FRAGMENTO DEL DOCUMENTO –
Su vida era el colegio, y las horas que pasaba allí era muy superior a lo exigible por contrato
Recuerdo que en los años sesenta del pasado siglo había un programa subvencionado desde EE UU por el cual se facilitaba un trozo de queso de bola y un vaso de leche en polvo a cada uno de los alumnos en las escuelas. A mí la leche no me gustaba y me sentaba mal. Cuando veía aparecer a D. Salvador con sus ayudantes repartiendo leche se me cambiaba la cara. Él me veía… y pasaba de largo. Seguro que sabía que buena parte de la población mundial es alérgica a la leche.
Una de sus muchas preocupaciones era el deporte. Tenía muy claro que el deporte contribuía a mantener un cuerpo y una mente sanos. Y la escuela debía de favorecer en lo que pudiera a ese mantenimiento. Lo veías por la tarde organizando y arbitrando partidos de baloncesto o de cualquier otra disciplina.
Su vida era el colegio. Y el número de horas que pasaba en ese espacio era muy superior a lo que por contrato le correspondía. Una dedicación que con mis pocos años no supe valorar en su momento. A veces, los alumnos no somos conscientes de la atención y el cuidado que nos prestan; los asumimos como que tiene que ser así, que es lo natural.
No sé mucho de su vida personal. Sí sé que no se casó, pero no puedo afirmar que fuese una decisión deliberada, aunque no me extrañaría. Era una persona con una misión aceptada y evidente que sobrepasaba lo que se considera como normal. Un maestro de los que se recuerdan con afecto y admiración. Con independencia de su opción deliberada o no por la soltería.
Me gustaban sus clases. Sustituía a los maestros en cualquier ocasión en que estos, bien por enfermedad o algún otro asunto, no venían al colegio. Y desarrollaba la enseñanza —era su método habitual— escribiendo una carta, una instancia… Querida madre: hoy en clase hemos hablado de los ríos de España. Y Pillado los ha enunciado diciendo que son el Miño, el Duero, el Tajo, el Guadiana y el Guadalquivir, que desembocan en el océano Atlántico, y, el Ebro, que lo hace en el mar Mediterráneo, junto al Júcar y el Segura por Valencia y Alicante… E iba desgranando la lección con las preguntas y aportaciones de los alumnos. Me sorprendía lo que sabía de química. En esas pizarras negras y enormes de las aulas desarrollaba fórmulas de química orgánica de las sustancias más peregrinas. Eran como edificios de tiza con los elementos básicos de la vida que me dejaban embobado.

ÍTEMS MOSTRADOS –
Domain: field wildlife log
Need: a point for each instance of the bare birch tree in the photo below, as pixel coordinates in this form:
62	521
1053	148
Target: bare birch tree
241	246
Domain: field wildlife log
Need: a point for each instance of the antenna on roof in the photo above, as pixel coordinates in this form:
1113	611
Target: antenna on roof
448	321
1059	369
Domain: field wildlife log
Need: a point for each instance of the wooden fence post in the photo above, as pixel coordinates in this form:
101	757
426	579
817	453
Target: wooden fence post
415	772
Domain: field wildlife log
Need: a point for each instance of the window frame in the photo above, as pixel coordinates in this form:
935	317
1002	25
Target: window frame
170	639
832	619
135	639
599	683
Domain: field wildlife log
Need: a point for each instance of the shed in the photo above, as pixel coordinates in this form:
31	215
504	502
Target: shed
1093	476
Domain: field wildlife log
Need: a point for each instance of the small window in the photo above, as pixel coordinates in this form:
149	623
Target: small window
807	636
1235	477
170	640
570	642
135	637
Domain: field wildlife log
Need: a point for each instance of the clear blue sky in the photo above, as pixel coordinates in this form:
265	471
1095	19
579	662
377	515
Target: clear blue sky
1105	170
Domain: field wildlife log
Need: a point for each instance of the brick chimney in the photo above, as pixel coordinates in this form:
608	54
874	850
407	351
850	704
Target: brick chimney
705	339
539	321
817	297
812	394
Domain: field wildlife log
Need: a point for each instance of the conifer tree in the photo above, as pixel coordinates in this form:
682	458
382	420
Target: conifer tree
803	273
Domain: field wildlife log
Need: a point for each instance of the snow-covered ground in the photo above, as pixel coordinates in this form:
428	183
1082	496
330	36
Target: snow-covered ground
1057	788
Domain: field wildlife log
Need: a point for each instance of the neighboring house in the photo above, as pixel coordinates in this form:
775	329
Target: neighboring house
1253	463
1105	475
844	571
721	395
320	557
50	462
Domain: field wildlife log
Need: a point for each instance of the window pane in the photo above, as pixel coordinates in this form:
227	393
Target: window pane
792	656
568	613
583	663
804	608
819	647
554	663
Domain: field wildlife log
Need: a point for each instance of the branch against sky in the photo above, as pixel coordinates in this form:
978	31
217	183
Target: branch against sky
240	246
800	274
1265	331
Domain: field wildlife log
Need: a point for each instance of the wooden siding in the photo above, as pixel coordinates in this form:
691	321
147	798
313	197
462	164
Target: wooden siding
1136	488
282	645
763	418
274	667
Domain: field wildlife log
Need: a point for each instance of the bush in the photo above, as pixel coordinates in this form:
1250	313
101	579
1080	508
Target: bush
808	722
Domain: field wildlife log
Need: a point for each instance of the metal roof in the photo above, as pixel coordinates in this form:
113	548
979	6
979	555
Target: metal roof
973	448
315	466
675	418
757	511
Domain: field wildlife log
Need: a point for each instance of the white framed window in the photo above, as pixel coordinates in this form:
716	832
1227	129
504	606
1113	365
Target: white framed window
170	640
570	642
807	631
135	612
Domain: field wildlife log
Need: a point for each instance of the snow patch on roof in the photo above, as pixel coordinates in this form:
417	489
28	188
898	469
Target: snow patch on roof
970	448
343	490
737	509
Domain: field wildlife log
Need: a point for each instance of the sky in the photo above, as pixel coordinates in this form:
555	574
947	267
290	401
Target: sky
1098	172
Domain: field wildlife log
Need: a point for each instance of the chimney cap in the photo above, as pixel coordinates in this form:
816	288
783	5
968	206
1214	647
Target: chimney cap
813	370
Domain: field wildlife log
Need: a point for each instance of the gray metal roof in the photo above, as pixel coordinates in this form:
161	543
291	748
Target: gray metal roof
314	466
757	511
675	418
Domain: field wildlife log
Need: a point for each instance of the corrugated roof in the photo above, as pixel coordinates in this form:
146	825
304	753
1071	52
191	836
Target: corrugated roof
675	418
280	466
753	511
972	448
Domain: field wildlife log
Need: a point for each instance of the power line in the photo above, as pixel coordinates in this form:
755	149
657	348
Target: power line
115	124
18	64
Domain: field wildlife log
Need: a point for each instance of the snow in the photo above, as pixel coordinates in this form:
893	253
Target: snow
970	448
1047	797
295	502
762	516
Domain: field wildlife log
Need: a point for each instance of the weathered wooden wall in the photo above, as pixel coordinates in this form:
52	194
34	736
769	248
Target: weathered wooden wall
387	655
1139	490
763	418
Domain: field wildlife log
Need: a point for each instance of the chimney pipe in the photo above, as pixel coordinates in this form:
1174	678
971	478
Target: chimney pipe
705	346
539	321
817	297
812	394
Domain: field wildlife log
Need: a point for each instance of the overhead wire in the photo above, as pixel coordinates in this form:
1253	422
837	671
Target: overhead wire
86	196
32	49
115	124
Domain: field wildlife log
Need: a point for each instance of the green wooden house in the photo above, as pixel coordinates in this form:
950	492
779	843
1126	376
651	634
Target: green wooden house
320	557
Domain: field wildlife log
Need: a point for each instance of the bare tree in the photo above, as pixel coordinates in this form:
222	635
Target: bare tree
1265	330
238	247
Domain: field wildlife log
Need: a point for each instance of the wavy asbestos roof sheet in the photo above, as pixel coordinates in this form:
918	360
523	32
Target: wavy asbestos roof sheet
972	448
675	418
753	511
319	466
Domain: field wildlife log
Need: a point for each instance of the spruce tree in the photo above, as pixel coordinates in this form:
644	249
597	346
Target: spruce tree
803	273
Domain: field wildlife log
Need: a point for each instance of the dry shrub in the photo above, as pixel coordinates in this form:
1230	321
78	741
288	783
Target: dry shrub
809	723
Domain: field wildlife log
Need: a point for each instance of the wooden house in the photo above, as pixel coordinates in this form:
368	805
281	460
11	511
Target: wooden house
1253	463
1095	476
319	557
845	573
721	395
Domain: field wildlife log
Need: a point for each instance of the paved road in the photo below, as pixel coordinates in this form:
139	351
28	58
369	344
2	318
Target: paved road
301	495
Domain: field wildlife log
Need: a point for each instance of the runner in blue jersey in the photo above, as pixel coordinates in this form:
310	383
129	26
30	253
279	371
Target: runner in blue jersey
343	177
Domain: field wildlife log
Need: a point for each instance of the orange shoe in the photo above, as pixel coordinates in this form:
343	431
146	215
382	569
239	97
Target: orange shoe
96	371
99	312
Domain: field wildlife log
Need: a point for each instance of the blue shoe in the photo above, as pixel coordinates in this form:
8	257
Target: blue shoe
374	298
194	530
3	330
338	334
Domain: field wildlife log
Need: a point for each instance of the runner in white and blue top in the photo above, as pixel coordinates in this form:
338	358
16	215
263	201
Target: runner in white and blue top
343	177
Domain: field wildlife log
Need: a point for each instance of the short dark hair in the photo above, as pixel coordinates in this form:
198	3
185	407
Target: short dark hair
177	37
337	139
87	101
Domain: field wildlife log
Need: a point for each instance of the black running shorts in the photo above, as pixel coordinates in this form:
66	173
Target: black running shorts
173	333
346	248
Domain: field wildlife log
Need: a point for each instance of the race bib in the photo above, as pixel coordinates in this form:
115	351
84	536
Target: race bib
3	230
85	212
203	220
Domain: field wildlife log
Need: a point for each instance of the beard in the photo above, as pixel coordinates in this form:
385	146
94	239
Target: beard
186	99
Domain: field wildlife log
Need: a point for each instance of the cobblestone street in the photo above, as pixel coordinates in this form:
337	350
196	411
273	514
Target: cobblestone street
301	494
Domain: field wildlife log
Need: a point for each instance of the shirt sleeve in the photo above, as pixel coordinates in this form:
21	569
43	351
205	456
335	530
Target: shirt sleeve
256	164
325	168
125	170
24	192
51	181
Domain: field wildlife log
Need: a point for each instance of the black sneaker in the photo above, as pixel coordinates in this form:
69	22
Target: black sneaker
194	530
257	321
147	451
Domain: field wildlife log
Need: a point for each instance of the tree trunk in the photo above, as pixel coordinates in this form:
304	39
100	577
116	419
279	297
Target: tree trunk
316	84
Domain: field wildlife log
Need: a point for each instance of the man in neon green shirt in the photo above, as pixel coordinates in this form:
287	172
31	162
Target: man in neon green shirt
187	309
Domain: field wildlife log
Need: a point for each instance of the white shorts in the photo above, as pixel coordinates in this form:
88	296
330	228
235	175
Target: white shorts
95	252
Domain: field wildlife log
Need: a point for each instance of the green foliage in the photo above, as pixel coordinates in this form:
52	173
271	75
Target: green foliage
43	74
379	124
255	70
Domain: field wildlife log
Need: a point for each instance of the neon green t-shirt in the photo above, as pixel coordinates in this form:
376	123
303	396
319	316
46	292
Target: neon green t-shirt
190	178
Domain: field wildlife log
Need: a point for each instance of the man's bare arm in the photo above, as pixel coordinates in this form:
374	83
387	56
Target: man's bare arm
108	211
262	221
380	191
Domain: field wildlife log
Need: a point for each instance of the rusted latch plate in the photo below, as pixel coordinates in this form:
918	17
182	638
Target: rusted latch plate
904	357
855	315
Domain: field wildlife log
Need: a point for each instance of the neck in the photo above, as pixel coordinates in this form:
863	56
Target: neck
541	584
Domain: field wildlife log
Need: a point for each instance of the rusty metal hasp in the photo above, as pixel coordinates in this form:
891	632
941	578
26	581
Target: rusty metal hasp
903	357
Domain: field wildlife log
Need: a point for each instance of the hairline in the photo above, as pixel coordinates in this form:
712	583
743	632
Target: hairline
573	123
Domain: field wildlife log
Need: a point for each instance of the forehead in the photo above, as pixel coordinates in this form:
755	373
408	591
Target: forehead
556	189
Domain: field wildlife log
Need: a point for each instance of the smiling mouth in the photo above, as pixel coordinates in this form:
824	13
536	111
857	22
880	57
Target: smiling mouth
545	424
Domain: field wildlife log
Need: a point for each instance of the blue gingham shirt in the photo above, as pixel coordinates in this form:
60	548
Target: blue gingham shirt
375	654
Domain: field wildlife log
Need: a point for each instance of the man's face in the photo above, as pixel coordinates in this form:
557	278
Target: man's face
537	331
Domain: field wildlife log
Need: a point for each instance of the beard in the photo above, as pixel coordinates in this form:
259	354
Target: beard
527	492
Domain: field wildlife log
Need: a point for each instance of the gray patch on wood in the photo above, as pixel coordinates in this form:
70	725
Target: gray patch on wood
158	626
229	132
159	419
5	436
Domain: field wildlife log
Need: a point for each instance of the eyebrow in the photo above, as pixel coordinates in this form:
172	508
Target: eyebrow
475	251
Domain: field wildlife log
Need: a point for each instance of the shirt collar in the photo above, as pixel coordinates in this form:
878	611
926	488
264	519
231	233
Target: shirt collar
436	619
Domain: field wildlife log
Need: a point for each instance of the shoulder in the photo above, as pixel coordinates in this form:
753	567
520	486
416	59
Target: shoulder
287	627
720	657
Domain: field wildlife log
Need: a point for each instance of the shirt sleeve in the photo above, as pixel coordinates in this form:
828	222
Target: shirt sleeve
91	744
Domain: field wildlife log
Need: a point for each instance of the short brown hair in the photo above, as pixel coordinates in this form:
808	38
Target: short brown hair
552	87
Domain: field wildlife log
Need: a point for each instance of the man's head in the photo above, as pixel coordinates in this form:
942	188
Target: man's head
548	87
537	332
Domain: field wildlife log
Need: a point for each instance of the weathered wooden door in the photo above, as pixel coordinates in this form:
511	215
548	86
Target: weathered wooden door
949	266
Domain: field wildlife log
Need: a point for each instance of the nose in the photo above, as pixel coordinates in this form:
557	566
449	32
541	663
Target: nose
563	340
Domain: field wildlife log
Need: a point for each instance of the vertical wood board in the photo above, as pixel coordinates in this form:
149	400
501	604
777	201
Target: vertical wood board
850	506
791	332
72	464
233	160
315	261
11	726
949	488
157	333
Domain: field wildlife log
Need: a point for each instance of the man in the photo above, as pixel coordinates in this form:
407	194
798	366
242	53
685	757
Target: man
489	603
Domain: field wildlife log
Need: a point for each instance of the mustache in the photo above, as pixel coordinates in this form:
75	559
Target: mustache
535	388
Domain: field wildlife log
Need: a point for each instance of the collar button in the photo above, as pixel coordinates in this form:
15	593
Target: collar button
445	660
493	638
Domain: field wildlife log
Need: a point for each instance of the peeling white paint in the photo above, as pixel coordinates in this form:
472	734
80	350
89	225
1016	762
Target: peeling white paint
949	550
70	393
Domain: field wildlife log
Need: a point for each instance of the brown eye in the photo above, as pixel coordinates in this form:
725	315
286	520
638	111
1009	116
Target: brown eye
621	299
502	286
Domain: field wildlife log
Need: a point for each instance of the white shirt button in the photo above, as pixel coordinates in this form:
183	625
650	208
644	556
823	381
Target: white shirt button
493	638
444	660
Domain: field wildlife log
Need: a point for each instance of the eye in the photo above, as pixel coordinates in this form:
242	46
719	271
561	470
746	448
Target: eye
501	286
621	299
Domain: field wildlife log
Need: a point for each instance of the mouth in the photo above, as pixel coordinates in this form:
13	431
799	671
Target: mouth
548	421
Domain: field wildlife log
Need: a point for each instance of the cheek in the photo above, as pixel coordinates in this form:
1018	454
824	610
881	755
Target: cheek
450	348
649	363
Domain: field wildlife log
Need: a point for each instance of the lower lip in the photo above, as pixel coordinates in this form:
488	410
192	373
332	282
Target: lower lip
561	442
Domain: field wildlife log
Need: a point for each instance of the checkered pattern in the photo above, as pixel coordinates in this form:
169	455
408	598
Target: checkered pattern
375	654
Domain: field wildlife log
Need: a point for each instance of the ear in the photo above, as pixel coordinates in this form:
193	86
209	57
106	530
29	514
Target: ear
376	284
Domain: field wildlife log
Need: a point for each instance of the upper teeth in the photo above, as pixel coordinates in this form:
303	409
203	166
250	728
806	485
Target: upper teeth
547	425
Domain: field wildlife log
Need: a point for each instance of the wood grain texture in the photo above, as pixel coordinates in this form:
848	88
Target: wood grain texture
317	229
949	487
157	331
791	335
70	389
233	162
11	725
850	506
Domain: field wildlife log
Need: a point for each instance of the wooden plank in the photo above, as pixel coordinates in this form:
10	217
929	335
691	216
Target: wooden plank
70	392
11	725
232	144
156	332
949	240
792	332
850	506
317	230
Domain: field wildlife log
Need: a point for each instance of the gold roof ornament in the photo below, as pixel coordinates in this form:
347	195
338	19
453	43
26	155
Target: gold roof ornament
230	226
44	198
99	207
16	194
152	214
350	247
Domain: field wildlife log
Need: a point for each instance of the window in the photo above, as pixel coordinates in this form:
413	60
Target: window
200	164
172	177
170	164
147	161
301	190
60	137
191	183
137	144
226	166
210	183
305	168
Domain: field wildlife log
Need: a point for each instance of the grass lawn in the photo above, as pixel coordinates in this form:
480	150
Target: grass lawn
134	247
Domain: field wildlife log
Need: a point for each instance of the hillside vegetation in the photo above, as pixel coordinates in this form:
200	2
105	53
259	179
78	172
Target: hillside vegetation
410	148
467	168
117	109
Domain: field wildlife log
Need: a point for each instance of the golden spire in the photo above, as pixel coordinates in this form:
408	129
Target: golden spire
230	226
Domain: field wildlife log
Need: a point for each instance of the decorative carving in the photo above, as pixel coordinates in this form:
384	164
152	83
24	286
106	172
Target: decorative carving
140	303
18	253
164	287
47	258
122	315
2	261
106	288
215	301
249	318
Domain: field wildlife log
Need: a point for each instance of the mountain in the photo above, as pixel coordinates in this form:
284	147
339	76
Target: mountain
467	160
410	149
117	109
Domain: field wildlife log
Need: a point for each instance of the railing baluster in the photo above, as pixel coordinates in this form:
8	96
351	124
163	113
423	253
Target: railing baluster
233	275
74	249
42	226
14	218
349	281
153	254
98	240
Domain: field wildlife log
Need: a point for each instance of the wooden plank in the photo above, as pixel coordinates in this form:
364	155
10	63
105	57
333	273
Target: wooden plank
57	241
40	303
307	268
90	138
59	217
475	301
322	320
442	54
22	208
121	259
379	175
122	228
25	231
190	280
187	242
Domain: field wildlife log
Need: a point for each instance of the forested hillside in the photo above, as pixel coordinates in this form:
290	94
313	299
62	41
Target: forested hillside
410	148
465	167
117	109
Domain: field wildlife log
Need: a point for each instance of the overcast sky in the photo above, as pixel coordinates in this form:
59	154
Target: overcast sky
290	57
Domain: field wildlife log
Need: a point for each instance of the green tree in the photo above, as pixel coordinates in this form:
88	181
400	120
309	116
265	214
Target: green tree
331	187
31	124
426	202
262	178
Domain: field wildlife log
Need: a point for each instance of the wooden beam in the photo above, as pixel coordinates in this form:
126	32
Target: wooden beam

COMPLETE LO SIGUIENTE –
**1)** Copie sin cambios la parte del texto sobre D. Salvador que comienza con las palabras que contienen "No sé mucho" y termina con "por la soltería.".
**2)** Traduzca al inglés esta oración del texto sobre D. Salvador: "Tenía muy claro que el deporte contribuía a mantener un cuerpo y una mente sanos."
**3)** Continúe el texto sobre D. Salvador a partir de su última oración.

RESPUESTAS DEL EJERCICIO –
**1)**
No sé mucho de su vida personal. Sí sé que no se casó, pero no puedo afirmar que fuese una decisión deliberada, aunque no me extrañaría. Era una persona con una misión aceptada y evidente que sobrepasaba lo que se considera como normal. Un maestro de los que se recuerdan con afecto y admiración. Con independencia de su opción deliberada o no por la soltería.

**2)** He was very clear that sport helped to keep a body and a mind healthy.

**3)**
A los 64 años
La última vez que lo vi estaba muy desmejorado. Fue un par de meses antes de su muerte ocurrida el 4 de noviembre de 1980. Hace ahora cuarenta y cinco años. Coincidimos ambos en el ambulatorio Virgen de la Cinta. Me acerqué y hablamos un buen rato mientras mirábamos por los cristales de la segunda planta hacia la calle. Era un día soleado con algunas nubes. Desde la ventana veíamos la zona de aparcamientos anexa a la entrada del edificio, las viviendas que lo rodean y, a la izquierda, parte del cabezo donde estaba la piscina de los ingleses. Faltaba mucho (1992) para que ese cabezo adquiriese el aspecto actual como Parque Alonso Sánchez. Me preguntó sobre mi vida, qué estaba haciendo, en qué trabajaba, si me había casado… Me alegró verlo. No pensé que estuviese tan enfermo. Había nacido un 27 de octubre de 1916 en Huelva. Tenía 64 años.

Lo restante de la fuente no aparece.